**What to work on**
In the business risks passage, what does it say causes most businesses to fail?

**Source document**
┄┄┄┄┄┄┄┄┄┄

Or say that you are an IT company and allow one customer to account for say 40% of your turnover. You are very vulnerable if their business fails, or is taken over by somebody who doesn’t continue the relationship. We all know to our cost that big and apparently healthy companies can fail – BhS or Austin Reed are only the latest examples. And if they ask you to cut your charges, or give them freebies, you may be unable to resist. Think of farmers, supermarkets, and the price of milk. You have to have your wits about you all the time.

There are two main types of risk – risks of trading, and personal risks – and here are a few examples.

Risks of Trading

  • bad debts/insolvent debtors.
  • changes in the market -new competitors, changes in fashion, technological breakthroughs.
  • changes in cost of fuel, or changes in law or tax.
  • unexpected costs of repairs or research, or a court case.
  • supply problems.
  • employee problems.
  • landlord or tenant problems.
  • black swans – totally unexpected developments that you could not foresee (like the discovery of black swans in Australia when all the rest of the world’s swans are basically white.)

Do remember that most businesses fail because of cashflow problems, not lack of profits as such.

Personal Risks

  • illness/death of owner or family, or key workers
  • divorce of owner(s) or key workers.
  • internal disputes inside company.
  • age and succession.

What to do

Before you start research the business thoroughly. The internet is a wonderful tool, as are books, but they are not enough in themselves. Not everything they say is right, and your particular type of work, or location, or skills, may be different. There is no substitute to practical hands-on working as close to your proposed business as possible. But do remember that if you are working with the vendors of the business that they might not be entirely balanced in their view of things. They are unlikely to undervalue their business or its prospects.

┄┄┄┄┄┄┄┄┄┄

**Listed records**
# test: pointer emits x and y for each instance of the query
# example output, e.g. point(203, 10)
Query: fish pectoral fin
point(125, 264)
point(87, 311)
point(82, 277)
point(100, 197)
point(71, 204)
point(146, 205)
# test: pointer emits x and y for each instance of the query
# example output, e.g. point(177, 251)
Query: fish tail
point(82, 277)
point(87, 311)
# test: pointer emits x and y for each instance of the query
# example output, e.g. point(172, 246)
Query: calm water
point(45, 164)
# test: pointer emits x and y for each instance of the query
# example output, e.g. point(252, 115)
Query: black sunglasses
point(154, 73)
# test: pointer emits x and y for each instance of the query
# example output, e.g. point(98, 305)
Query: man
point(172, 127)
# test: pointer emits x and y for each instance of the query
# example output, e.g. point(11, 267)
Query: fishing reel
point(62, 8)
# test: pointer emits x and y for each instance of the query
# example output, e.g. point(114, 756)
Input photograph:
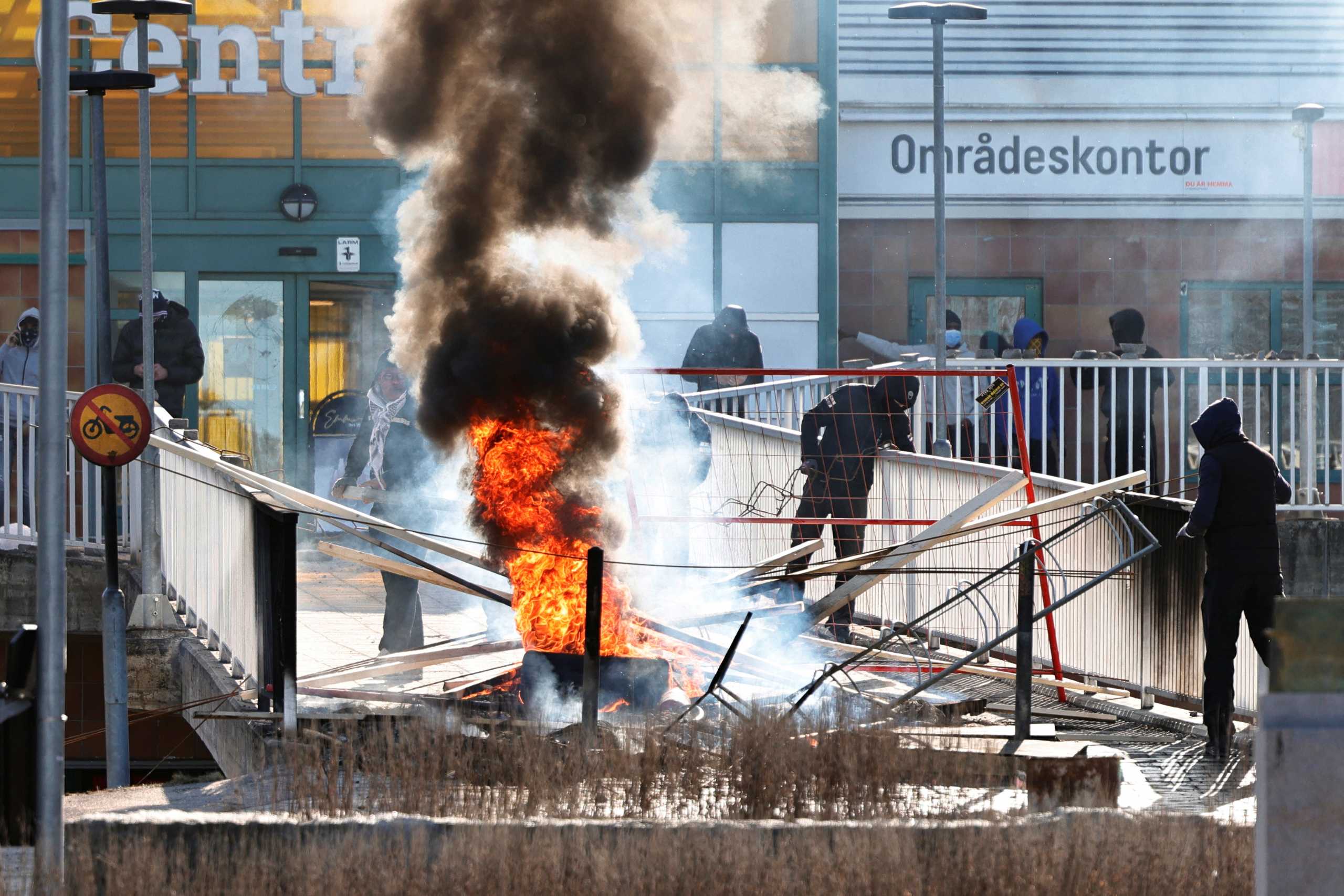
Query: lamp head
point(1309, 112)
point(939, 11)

┄┄┄┄┄┄┄┄┄┄

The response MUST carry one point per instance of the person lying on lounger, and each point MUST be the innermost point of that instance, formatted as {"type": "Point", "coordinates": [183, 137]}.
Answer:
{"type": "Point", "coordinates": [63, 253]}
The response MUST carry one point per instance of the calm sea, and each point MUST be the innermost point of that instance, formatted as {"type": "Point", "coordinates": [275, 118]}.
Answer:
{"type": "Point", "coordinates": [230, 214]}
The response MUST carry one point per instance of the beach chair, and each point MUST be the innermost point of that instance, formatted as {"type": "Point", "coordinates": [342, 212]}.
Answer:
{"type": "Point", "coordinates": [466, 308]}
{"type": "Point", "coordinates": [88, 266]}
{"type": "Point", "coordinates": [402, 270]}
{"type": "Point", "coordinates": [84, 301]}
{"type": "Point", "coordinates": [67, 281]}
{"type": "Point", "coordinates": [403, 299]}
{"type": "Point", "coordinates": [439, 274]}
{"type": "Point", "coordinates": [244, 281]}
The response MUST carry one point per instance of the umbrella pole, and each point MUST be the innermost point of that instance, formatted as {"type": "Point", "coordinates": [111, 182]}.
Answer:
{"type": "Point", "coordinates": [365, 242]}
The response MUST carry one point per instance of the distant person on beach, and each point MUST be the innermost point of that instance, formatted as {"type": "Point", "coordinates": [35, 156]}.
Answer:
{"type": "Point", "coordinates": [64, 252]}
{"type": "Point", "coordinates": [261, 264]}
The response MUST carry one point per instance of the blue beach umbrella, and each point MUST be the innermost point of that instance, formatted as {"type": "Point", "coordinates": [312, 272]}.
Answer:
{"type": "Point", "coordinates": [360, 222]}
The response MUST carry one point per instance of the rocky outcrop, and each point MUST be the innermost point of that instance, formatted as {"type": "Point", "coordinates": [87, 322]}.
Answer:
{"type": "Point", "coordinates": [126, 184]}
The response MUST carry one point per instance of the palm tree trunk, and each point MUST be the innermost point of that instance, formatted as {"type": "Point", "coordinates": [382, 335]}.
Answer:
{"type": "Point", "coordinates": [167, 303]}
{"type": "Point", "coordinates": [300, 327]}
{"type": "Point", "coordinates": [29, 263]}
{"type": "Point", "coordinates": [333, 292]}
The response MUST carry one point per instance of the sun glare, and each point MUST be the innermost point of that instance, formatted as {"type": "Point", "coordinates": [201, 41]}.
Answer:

┄┄┄┄┄┄┄┄┄┄

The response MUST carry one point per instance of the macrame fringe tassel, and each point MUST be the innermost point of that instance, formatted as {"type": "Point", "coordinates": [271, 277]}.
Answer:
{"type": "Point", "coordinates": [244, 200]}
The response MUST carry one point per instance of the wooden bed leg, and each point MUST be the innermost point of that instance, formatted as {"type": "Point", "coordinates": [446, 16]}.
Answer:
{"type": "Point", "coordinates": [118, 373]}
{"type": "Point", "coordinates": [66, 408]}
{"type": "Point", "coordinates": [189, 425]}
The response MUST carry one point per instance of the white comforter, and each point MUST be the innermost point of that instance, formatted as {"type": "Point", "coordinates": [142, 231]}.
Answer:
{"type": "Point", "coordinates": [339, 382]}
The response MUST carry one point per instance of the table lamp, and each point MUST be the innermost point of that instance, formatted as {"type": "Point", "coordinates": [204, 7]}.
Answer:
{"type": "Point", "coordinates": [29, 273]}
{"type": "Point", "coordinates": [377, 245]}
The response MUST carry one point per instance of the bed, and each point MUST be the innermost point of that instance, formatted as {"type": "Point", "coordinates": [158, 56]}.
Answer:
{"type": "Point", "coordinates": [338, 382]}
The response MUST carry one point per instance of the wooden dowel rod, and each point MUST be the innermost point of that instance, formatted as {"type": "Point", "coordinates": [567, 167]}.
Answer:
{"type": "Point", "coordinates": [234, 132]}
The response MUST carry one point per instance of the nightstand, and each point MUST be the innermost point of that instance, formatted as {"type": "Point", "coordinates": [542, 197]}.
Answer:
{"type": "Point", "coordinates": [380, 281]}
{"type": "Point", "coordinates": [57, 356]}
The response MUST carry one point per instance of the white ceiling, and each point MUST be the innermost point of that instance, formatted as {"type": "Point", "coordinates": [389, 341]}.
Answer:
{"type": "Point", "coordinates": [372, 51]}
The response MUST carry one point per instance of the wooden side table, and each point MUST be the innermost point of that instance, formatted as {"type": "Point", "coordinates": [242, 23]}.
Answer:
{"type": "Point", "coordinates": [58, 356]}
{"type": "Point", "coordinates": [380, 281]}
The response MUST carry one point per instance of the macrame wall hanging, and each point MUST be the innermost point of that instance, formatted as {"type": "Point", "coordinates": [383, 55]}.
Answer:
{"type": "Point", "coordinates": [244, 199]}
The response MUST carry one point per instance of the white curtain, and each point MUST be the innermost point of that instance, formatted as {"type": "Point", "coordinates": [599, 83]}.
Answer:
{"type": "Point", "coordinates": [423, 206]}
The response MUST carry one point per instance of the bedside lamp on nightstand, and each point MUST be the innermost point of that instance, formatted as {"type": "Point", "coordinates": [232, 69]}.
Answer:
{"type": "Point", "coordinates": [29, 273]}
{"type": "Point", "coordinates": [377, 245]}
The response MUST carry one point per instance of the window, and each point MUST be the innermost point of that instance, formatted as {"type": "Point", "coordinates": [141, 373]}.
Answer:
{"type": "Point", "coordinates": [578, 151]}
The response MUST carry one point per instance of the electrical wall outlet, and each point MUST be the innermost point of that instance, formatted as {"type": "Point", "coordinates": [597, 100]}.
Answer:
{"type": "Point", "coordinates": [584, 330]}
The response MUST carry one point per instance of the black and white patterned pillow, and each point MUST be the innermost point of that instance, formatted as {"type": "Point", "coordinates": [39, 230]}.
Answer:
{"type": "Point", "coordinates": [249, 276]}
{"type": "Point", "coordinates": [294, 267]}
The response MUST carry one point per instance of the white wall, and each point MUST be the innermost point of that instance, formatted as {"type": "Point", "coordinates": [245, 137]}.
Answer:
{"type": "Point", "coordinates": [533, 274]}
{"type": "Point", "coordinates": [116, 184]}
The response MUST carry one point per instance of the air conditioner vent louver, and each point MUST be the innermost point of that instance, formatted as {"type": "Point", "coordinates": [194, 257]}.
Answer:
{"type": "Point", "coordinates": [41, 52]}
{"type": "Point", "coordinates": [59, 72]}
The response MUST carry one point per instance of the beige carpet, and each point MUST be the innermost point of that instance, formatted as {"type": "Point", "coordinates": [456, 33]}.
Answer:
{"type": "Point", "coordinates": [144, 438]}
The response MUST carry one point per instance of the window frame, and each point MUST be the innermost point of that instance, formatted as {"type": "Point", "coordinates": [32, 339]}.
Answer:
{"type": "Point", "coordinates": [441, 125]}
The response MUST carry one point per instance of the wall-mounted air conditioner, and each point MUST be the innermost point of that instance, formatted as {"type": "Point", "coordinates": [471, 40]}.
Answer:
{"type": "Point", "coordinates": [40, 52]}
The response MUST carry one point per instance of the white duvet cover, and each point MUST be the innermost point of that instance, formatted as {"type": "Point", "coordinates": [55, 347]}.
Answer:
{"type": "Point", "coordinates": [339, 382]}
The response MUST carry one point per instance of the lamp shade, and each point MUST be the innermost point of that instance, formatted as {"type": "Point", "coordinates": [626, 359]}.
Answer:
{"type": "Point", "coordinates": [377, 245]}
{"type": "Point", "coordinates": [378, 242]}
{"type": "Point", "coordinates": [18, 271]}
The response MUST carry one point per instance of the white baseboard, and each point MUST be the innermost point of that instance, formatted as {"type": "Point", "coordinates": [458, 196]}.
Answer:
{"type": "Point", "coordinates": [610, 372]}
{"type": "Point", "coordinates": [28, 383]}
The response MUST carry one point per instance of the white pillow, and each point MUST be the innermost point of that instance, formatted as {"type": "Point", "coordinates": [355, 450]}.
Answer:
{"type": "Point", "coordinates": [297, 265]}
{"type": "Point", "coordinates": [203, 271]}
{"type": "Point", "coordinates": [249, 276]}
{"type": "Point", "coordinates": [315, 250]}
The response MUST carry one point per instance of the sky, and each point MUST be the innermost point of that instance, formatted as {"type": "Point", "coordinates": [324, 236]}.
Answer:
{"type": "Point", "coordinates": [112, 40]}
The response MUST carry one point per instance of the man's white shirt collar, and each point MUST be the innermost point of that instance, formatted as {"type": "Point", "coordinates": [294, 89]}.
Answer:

┄┄┄┄┄┄┄┄┄┄

**Correct result**
Cashflow problems, not lack of profits as such.